* [What needs to be done]
Format every line of the rows below as a JSON list of strings, one string per line, with blank lines omitted. Leave the pictures out.

##### Excerpted records #####

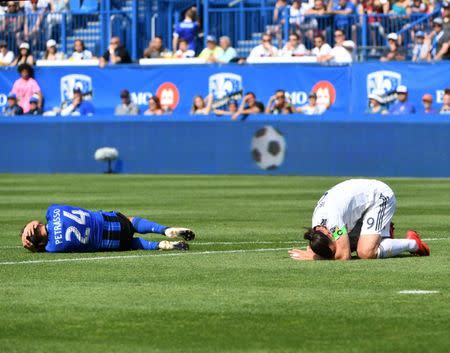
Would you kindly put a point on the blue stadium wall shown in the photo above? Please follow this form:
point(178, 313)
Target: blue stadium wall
point(328, 145)
point(344, 141)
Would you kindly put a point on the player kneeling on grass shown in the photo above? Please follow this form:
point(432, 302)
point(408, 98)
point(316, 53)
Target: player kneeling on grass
point(73, 229)
point(356, 215)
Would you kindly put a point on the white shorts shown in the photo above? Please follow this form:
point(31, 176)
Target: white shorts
point(377, 218)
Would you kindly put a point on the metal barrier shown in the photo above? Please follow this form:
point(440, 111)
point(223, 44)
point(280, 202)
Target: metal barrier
point(93, 28)
point(369, 32)
point(136, 22)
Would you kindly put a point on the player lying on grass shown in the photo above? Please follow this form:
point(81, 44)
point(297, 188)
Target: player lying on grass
point(74, 229)
point(356, 215)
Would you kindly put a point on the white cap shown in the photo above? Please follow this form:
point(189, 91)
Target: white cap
point(377, 95)
point(349, 45)
point(51, 43)
point(402, 89)
point(393, 36)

#####

* [Output of the task]
[
  "Would you kindly put a point on the blue stadium wall shown in the photo above? Please follow this form:",
  "point(178, 313)",
  "Target: blue stadium wall",
  "point(328, 145)",
  "point(344, 141)",
  "Would you kindly put a point on the player kneeling on grass shown in the photo above? Please follow this form:",
  "point(432, 302)",
  "point(408, 98)",
  "point(316, 53)",
  "Target: player kneeling on grass",
  "point(73, 229)",
  "point(356, 215)",
  "Would you kindly put a point on the white shorts shown in the photo above? Please follow this form:",
  "point(31, 176)",
  "Target: white shorts",
  "point(377, 218)",
  "Would you kindly put a point on the metal barrier shown in the photo above? Please follow this form:",
  "point(440, 111)",
  "point(223, 44)",
  "point(280, 202)",
  "Target: metal barrier",
  "point(93, 28)",
  "point(369, 32)",
  "point(136, 22)",
  "Would you kindly put a point on the player lying on grass shown in the photo above? Please follow this form:",
  "point(81, 44)",
  "point(297, 188)",
  "Target: player lying on grass",
  "point(74, 229)",
  "point(356, 215)",
  "Would you kindly put a point on the white cap shown in the photo above? Please follow this form:",
  "point(189, 91)",
  "Target: white cap",
  "point(377, 95)",
  "point(349, 45)",
  "point(51, 43)",
  "point(402, 89)",
  "point(393, 36)"
]